[start MATERIAL FOR THIS EXERCISE]

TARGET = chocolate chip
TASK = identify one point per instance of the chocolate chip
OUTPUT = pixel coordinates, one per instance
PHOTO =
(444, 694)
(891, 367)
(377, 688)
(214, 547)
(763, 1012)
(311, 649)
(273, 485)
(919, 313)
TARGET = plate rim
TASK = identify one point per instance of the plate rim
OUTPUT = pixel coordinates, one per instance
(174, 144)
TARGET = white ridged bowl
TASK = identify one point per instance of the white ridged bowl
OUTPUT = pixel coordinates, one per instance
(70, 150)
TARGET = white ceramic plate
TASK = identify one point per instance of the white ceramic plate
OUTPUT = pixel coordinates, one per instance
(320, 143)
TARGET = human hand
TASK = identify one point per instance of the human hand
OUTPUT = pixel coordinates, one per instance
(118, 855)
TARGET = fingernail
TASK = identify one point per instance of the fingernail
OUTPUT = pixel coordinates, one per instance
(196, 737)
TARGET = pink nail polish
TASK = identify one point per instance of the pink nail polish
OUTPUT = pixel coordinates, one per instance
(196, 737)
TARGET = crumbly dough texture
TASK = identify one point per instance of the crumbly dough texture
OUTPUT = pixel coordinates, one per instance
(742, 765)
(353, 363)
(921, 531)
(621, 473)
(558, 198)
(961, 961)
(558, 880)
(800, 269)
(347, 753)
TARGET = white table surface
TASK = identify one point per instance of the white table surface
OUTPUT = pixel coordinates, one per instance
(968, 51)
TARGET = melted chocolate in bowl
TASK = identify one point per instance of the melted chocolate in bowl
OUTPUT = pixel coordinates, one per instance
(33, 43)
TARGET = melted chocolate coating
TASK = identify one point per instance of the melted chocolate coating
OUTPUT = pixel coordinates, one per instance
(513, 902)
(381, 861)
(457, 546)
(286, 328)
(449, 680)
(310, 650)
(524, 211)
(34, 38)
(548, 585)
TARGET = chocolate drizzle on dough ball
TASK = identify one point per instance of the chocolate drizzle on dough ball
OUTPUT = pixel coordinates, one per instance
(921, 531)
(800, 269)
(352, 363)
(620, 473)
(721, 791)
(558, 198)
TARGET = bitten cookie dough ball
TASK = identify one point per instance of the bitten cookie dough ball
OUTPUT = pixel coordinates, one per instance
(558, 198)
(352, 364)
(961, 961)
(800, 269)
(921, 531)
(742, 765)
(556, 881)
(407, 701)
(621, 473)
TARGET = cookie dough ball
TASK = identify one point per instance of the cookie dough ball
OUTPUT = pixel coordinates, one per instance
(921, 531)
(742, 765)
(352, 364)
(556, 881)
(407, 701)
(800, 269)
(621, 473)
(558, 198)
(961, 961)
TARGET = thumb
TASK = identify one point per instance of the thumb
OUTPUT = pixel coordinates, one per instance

[end MATERIAL FOR THIS EXERCISE]

SHORT TASK:
Present every line of the material above as a numbered list, leaving out any blank lines.

RESPONSE:
1. TARGET = chocolate chip
2. TASK = identify one point per instance of the chocolate chip
3. OUTPUT = pixel coordinates, one per instance
4. PHOTO =
5. (444, 694)
6. (891, 367)
7. (377, 688)
8. (214, 547)
9. (763, 1012)
10. (311, 649)
11. (273, 485)
12. (919, 313)
13. TARGET = plate rim
14. TASK = identify one point per instance of the plate rim
15. OUTPUT = pixel coordinates, one per instance
16. (174, 144)
17. TARGET = white ridged bowl
18. TASK = identify one point per instance of the white ridged bowl
19. OUTPUT = pixel coordinates, one per instance
20. (70, 150)
21. TARGET = white ceramic plate
22. TASK = identify one point per instance of the white ceramic plate
23. OUTPUT = pixel coordinates, one per instance
24. (320, 143)
25. TARGET = human hand
26. TASK = identify one point per instance of the human hand
27. OUTPUT = pixel coordinates, one per instance
28. (118, 855)
29. TARGET = fingernail
30. TASK = identify one point per instance of the fingernail
31. OUTPUT = pixel coordinates, one per instance
32. (196, 737)
33. TARGET = pink nail polish
34. TASK = identify one point per instance of the pink nail polish
35. OUTPUT = pixel coordinates, one per instance
36. (196, 737)
37. TARGET = crumbly dough texture
38. TASK = identify one point per instance of the crumbly dough texture
39. OUTPUT = pixel coordinates, one per instance
40. (742, 765)
41. (353, 363)
42. (921, 531)
43. (621, 473)
44. (558, 198)
45. (961, 961)
46. (558, 880)
47. (800, 269)
48. (347, 753)
49. TARGET = white table surface
50. TASK = identify one point per instance of the white table surface
51. OUTPUT = pixel coordinates, one per instance
52. (968, 51)
53. TARGET = melted chocolate in bowl
54. TASK = identify one point per instance of the melted chocolate in bowl
55. OUTPUT = pixel coordinates, one per instance
56. (33, 43)
57. TARGET = melted chocolate coating
58. TASK = identify one point per instance of the melted chocolate coating
59. OUTPUT = pixel coordinates, one per instance
60. (513, 902)
61. (381, 861)
62. (457, 546)
63. (286, 328)
64. (449, 680)
65. (310, 650)
66. (524, 211)
67. (34, 38)
68. (548, 585)
69. TARGET = chocolate drizzle on dough ball
70. TASK = identify one point per instance of the chocolate drizzle on dough ball
71. OUTPUT = pixel coordinates, one per instance
72. (921, 531)
73. (800, 269)
74. (352, 363)
75. (620, 473)
76. (721, 791)
77. (558, 198)
78. TARGET = bitten cookie dough ball
79. TASK = identify one point per instance of the bitten cookie dough ball
80. OUTPUT = pixel coordinates, one per instance
81. (558, 198)
82. (352, 364)
83. (961, 961)
84. (800, 269)
85. (921, 531)
86. (742, 765)
87. (556, 881)
88. (407, 701)
89. (621, 473)
90. TARGET = cookie dough ball
91. TASK = identify one point per instance of the cookie dough ball
92. OUTPUT = pixel coordinates, one per instance
93. (921, 531)
94. (742, 765)
95. (352, 364)
96. (556, 881)
97. (407, 701)
98. (800, 269)
99. (621, 473)
100. (558, 198)
101. (961, 961)
102. TARGET = thumb
103. TASK = identify one point per instance of the thumb
104. OUTPUT = pixel coordinates, one per instance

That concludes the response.